• **GIVEN PASSAGE**

Human and animal studies have shown that the gut microbiota composition is different between lean and obese states [3,4,5,6], although this observation has not been consistent across all cohorts [7, 8]. Transplanting the gut microbiota from obese donors to germ-free (GF) mice (i.e., mice living in the absence of any microbial associates) increased fat mass in recipient mice [9, 10], suggesting that the gut microbiota plays a role in the regulation of adiposity. Recent studies have also demonstrated that RYGB is associated with significant changes in the gut microbiota composition and these changes appear to play a role in surgically induced weight loss and metabolic improvements [11]. Colonization of GF mice with the post-RYGB microbiota from human donors has been reported to result in lower fat accumulation and reduced respiratory quotient compared to mice colonized with the microbiota of non-surgical obese controls [12]. In addition, microbiota transfer from a mouse model of RYGB into GF mice resulted in a reduction in body weight and fat mass [13].

Although there are some data to suggest that altered gut microbiota might have a functional impact on weight profile and metabolism after surgery [12, 13], there is a current lack of information on the gut microbiota composition in patients who have experienced insufficient weight loss or weight regain over time. Therefore, using a combined human and murine model in this study, we aimed to explore whether weight change after surgery could be related to the gut microbiota.

• **WHAT TO DO**
**a)** Decide whether each statement agrees with the gut microbiota passage, answering yes or no and quoting the words of the passage that settle it. (i) Every cohort studied has shown a difference in gut microbiota between lean and obese states. (ii) Germ-free mice given gut microbiota from obese donors gained fat mass. (iii) Much is already known about the gut microbiota of patients who regained weight after surgery.
**b)** Carry the gut microbiota passage forward, starting right after its last sentence.

• **DATASET EXCERPTS**

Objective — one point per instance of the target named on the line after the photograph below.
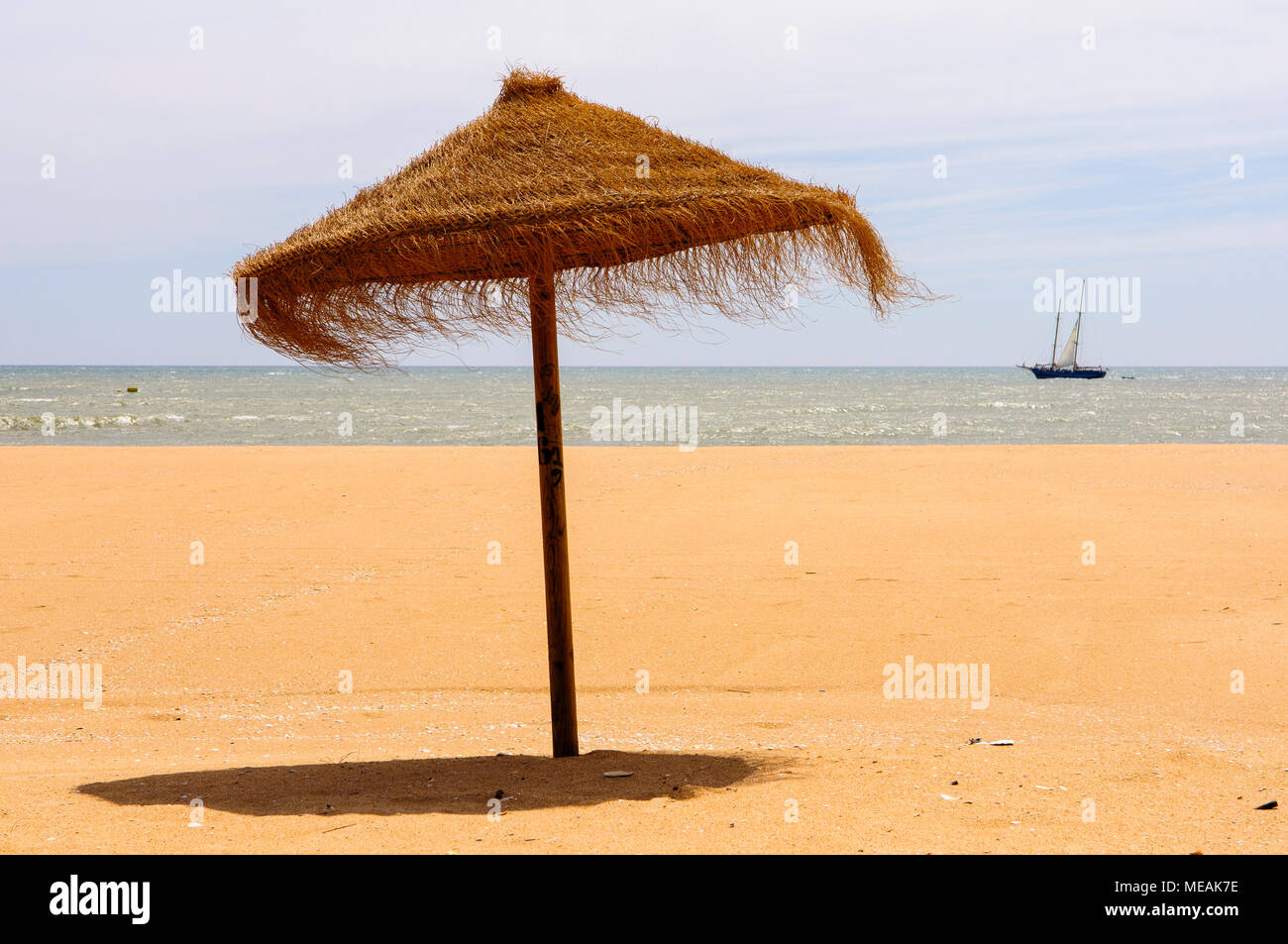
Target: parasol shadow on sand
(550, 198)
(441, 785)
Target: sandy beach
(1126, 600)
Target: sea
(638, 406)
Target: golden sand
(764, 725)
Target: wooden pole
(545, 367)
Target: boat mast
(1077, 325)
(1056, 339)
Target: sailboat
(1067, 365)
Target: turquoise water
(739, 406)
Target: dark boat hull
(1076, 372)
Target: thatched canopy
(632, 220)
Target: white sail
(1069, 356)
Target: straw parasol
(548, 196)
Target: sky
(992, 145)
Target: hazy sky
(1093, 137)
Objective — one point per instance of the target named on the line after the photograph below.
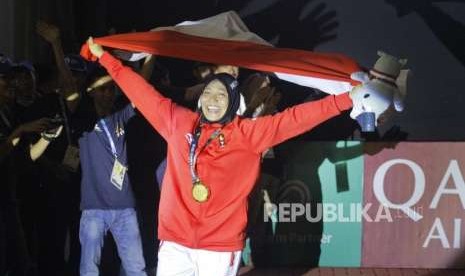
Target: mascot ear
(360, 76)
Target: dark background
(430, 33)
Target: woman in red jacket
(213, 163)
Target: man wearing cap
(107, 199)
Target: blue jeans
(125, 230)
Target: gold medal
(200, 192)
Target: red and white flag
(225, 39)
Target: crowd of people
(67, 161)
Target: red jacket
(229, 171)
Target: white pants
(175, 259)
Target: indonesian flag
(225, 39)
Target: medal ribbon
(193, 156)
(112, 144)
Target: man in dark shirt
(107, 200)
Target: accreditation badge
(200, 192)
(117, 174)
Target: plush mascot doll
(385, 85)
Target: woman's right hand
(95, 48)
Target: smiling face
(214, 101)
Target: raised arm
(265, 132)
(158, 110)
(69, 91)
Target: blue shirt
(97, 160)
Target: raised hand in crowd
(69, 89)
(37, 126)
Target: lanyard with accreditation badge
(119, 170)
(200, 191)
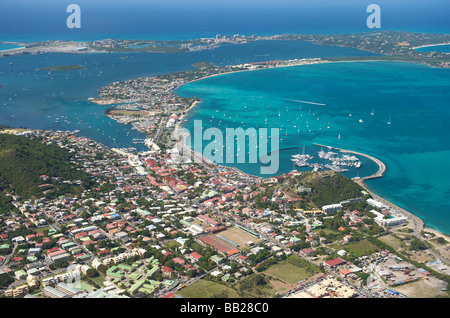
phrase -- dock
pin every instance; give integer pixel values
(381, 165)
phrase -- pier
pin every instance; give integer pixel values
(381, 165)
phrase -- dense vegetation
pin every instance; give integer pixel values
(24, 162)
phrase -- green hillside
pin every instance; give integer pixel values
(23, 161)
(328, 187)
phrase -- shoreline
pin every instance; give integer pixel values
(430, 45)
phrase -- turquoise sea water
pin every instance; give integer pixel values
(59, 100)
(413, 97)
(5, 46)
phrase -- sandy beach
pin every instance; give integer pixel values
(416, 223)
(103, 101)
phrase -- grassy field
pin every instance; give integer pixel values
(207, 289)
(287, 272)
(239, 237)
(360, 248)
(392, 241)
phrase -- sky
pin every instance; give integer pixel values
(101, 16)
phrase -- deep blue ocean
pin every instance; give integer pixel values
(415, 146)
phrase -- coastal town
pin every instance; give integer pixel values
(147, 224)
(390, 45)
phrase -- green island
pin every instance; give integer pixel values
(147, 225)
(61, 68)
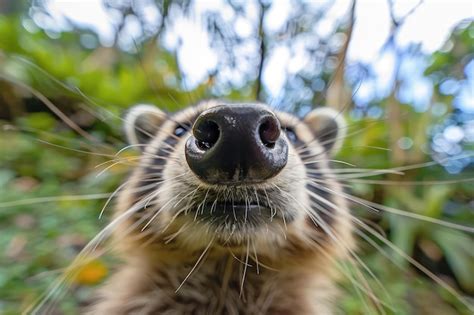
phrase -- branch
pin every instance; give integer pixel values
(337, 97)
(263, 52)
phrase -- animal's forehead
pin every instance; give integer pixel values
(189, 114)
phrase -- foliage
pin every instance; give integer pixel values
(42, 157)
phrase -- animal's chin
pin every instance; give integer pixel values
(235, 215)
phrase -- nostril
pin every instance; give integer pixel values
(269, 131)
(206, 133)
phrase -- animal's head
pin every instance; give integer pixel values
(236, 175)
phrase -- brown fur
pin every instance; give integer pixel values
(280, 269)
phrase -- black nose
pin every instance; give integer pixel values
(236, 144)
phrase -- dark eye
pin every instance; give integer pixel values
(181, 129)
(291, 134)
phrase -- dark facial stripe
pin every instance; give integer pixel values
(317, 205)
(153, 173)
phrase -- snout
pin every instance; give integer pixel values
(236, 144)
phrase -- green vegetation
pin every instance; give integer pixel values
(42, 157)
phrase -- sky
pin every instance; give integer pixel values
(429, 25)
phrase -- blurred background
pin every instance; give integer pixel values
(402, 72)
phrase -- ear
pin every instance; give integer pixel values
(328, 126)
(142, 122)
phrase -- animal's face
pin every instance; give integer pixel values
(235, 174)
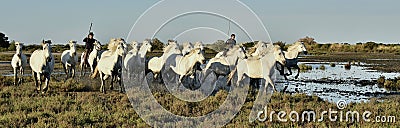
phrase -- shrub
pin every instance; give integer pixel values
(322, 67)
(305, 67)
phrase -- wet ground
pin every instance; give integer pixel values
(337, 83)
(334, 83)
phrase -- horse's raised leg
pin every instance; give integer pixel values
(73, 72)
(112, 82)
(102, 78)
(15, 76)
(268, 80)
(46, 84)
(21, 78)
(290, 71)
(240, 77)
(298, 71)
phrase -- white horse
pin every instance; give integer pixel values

* * *

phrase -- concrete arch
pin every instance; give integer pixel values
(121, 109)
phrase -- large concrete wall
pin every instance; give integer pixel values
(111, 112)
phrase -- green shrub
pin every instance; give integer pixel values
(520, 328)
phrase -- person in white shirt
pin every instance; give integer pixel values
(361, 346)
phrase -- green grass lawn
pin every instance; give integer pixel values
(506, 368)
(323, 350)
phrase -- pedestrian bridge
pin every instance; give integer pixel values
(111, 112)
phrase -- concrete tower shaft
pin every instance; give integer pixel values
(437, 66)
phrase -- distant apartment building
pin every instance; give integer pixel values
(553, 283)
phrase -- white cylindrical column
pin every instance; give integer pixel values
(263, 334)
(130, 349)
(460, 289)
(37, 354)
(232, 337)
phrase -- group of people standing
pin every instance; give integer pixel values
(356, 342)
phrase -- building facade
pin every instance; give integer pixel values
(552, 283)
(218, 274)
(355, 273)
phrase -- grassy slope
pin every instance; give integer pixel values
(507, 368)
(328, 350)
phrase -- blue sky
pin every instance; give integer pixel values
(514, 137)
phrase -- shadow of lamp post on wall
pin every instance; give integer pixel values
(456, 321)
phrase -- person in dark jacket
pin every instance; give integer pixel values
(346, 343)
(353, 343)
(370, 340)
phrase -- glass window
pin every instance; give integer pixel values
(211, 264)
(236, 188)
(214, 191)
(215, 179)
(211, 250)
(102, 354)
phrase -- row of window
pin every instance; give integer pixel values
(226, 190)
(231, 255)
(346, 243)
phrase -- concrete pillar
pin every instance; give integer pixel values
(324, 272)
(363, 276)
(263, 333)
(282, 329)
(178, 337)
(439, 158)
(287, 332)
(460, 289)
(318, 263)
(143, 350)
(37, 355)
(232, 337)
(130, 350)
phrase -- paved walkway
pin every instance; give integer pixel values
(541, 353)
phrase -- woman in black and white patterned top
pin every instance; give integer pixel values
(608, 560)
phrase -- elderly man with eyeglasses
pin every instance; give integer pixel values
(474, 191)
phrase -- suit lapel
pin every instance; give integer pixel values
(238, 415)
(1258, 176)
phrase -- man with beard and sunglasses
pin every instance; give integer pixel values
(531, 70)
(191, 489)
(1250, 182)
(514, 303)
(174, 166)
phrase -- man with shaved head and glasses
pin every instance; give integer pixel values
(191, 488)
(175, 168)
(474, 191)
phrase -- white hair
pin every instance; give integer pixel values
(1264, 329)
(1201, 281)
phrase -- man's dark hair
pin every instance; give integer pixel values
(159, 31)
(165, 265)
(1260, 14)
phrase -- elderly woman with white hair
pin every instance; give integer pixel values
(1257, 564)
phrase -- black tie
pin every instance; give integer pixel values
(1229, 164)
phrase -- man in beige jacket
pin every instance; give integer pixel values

• **TASK-BY-TASK OUTPUTS**
**a)**
(i) No: "although this observation has not been consistent across all cohorts"
(ii) Yes: "increased fat mass in recipient mice"
(iii) No: "there is a current lack of information on the gut microbiota composition in patients who have experienced insufficient weight loss or weight regain over time"

**b)**
Materials and Methods

There were two inter-related phases associated with this study. First, a clinical study was conducted in which three groups of volunteers were recruited, including post-RYGB patients who had sustained weight loss, those who had suboptimal weight loss, and non-surgical controls. This was followed by an animal study, in which a humanized mouse model was generated through colonization with human donor microbiota. Given our limited sample size, in an effort to exclude potential hormonally mediated differences in outcome data, female participants were enrolled and female mice were utilized.

Clinical Study

Participants and Sample Collection

Three groups of female participants (n = 6 per group) were included; two groups of patients who were 2–5 years post-RYGB, one group with successful weight loss (SWL) and the other with poor weight loss (PWL), and a group of non-surgical control (NSC) participants age and BMI matched to the SWL group’s post-surgery weight. Patients were allocated to the SWL group if they had lost and maintained at least 50% excess weight loss (%EWL) and to the PWL group if they had lost < 50% EWL at the time of study enrollment. Pre-surgical weight was ascertained through participant self-report and the enrollment weight was obtained using a Tanita® scale. Participants were excluded from participation if they took antibiotics, prebiotics, or probiotics in the 3 months prior to study enrollment; were currently taking a drug with a known major impact on gastrointestinal transit time; were pregnant or lactating, smoking, or using tobacco in the prior 3 months; had diabetes or a psychotic or bipolar spectrum disorder; or underwent major gastrointestinal surgery aside from a primary obesity and metabolic surgery (RYGB) or commonly performed procedures, such as a cholecystectomy.

Participants recorded their dietary intake through the Automated Self-Administered 24-h Recall (ASA24, National Cancer Institute) for three consecutive days. On the third (± 1 day) study day, fecal samples were collected and frozen at − 80 °C.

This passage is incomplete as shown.